┏━━

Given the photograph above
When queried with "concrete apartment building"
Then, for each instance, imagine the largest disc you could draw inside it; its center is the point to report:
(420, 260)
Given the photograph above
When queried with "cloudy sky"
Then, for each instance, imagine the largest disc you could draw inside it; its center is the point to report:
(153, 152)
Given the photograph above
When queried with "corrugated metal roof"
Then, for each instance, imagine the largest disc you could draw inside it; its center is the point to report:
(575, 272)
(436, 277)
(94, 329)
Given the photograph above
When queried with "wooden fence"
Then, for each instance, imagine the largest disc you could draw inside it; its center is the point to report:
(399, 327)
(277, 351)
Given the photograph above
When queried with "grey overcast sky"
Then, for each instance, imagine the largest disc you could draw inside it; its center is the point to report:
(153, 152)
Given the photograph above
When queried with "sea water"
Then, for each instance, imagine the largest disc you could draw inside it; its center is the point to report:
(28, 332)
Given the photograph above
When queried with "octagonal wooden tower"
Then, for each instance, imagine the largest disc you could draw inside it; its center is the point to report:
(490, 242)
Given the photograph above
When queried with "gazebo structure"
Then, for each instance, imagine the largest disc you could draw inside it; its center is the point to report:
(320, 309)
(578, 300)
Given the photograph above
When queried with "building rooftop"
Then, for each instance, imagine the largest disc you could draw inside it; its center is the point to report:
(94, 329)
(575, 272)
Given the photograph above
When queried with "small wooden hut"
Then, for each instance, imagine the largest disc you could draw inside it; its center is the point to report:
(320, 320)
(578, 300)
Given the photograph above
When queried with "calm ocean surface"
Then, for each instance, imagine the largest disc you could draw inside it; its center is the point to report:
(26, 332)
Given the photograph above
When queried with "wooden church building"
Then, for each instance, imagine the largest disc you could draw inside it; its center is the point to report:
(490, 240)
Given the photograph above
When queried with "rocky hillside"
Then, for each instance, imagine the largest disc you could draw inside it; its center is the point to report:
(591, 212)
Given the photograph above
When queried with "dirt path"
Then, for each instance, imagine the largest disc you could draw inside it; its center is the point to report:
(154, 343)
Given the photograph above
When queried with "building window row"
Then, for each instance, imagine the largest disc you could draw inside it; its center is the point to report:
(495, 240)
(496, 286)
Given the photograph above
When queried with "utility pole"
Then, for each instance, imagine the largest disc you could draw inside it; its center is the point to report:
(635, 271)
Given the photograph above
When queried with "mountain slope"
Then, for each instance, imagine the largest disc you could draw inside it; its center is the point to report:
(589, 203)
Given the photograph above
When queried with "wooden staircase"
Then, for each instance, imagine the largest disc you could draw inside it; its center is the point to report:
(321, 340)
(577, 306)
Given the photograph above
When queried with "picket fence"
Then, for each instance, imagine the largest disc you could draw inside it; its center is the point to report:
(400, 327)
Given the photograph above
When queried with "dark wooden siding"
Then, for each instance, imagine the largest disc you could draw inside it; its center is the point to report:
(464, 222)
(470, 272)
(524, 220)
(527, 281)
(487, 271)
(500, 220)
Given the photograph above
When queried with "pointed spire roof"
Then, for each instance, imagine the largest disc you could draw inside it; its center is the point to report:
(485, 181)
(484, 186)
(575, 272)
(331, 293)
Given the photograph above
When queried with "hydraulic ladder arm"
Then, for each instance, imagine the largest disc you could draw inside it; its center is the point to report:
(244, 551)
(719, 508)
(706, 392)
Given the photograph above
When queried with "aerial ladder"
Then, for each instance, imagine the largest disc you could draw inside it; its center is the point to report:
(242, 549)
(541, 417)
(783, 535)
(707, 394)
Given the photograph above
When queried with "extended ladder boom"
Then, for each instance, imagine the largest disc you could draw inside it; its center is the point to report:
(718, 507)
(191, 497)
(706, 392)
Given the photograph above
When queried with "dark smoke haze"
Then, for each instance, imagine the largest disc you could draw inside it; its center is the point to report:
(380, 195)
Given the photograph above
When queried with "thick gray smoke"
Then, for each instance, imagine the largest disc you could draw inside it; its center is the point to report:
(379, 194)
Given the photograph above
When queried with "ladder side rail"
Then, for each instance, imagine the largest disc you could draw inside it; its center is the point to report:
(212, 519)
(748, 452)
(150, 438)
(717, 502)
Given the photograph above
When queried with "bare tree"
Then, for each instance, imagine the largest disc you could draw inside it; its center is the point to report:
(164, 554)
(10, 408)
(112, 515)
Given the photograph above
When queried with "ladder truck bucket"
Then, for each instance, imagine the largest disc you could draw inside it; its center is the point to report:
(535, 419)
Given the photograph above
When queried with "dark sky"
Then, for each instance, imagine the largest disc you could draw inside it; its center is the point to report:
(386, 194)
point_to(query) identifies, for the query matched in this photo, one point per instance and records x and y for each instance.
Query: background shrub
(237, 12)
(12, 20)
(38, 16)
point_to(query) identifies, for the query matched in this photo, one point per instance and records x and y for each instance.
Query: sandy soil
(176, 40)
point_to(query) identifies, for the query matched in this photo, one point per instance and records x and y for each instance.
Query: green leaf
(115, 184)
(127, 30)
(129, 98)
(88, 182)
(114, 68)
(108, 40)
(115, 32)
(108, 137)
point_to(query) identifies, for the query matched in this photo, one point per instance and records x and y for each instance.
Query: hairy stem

┗━━

Report every line of the records that contains the word "smoke", copying each such line in full. Case counts when matching.

When queried with "dark smoke haze"
When queried with "thick gray smoke"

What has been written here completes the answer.